| GOALS |
[1] Using the article on Libya, explain in one to three sentences how the follow-up news it describes differed from stories about revenge or tracking down those responsible, and which report it gives to show this.
[2] Answer these questions from the article on Libya.
(a) How long after the attack did the follow-up articles appear?
(b) Which newspaper reported the marches?
(c) Whose headquarters in Benghazi did the crowds march on?
[3] Decide whether each statement agrees with the article on Libya. Answer yes or no, and quote the deciding words.
(a) The attack was on the U.S. Consulate in Benghazi.
(b) The crowds that marched on the militia compounds were heavily armed.
(c) The author is a member of the Pax Christi USA National Council.

| PAGE TEXT |

-- Start --

Tag Archives: Libya

LIBYA: The news you may not have heard

Nick Meleby Nick Mele
Pax Christi USA National Council member

About ten days after the attack on the U.S. Consulate in Benghazi, there were a few interesting follow-up articles and occasional broadcast stories about the aftermath of the attack. These were not stories about calls for revenge or what the Libyan and U.S. governments are doing to track down the people responsible for the deaths, the news reported was much more hopeful. A New York Times story reported that crowds of unarmed Libyans marched on militia compounds and the Ansar al-Sharia headquarters in Benghazi and disarmed the militias. For most part unarmed, they persisted, in some cases burning guns and ammunition, in others removing them.

-- End --

| DATA SECTION |
-- Start --

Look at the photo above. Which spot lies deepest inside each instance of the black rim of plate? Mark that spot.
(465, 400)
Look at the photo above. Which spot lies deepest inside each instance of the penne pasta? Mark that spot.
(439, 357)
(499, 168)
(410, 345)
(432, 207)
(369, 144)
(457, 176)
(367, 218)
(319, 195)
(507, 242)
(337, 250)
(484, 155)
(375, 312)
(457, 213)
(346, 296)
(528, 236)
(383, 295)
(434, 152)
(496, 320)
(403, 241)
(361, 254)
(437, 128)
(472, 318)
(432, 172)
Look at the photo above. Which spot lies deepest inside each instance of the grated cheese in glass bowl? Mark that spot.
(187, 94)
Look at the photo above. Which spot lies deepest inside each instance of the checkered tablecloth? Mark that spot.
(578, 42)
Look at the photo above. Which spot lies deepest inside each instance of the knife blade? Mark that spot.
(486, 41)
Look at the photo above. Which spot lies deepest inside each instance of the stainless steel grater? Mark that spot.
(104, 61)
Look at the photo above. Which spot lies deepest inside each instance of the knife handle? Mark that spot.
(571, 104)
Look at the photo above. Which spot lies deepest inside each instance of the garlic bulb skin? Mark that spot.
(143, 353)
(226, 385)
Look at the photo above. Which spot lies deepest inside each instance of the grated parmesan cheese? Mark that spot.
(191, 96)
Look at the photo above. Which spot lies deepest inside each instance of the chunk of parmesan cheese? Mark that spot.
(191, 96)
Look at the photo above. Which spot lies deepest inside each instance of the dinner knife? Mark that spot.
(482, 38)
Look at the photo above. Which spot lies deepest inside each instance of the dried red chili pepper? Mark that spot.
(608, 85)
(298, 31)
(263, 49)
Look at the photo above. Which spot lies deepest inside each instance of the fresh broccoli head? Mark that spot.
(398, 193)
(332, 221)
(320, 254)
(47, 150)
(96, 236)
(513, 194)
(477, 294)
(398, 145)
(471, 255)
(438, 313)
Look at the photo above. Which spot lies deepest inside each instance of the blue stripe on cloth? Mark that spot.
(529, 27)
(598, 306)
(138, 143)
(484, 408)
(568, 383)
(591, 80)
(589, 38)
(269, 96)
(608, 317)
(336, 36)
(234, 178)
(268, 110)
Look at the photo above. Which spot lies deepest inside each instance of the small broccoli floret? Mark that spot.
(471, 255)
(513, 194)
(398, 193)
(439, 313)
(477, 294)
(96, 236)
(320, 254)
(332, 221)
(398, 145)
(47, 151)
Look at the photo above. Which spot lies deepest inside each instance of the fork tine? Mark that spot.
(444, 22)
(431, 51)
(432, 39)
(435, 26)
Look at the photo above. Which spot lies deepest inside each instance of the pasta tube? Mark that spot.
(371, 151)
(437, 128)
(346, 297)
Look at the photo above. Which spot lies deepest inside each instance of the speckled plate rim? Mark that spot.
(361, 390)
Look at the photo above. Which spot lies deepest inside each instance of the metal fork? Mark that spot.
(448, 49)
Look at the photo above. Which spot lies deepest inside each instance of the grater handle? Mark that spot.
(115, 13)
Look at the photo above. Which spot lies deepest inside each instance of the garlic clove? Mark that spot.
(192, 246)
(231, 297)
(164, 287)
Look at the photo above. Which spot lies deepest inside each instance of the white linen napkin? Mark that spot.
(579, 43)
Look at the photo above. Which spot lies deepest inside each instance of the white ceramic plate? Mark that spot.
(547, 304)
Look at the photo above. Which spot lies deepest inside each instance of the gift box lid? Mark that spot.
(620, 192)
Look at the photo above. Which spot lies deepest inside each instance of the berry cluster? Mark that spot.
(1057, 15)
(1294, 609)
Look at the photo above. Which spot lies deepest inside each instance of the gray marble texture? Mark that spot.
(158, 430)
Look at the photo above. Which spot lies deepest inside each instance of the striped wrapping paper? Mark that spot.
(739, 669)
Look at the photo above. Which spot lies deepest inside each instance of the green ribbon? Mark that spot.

-- End --

| FULL ANSWERS |
[1] The article says the follow-up news was "much more hopeful" than stories about revenge or about the Libyan and U.S. governments tracking down those responsible. It cites a New York Times story: crowds of mostly unarmed Libyans marched on militia compounds and the Ansar al-Sharia headquarters in Benghazi and disarmed the militias, in some cases burning guns and ammunition and in others removing them.

[2]
(a) About ten days after the attack.
(b) The New York Times.
(c) Ansar al-Sharia's.

[3]
(a) Yes: "the attack on the U.S. Consulate in Benghazi"
(b) No: "crowds of unarmed Libyans marched on militia compounds"
(c) Yes: "Pax Christi USA National Council member"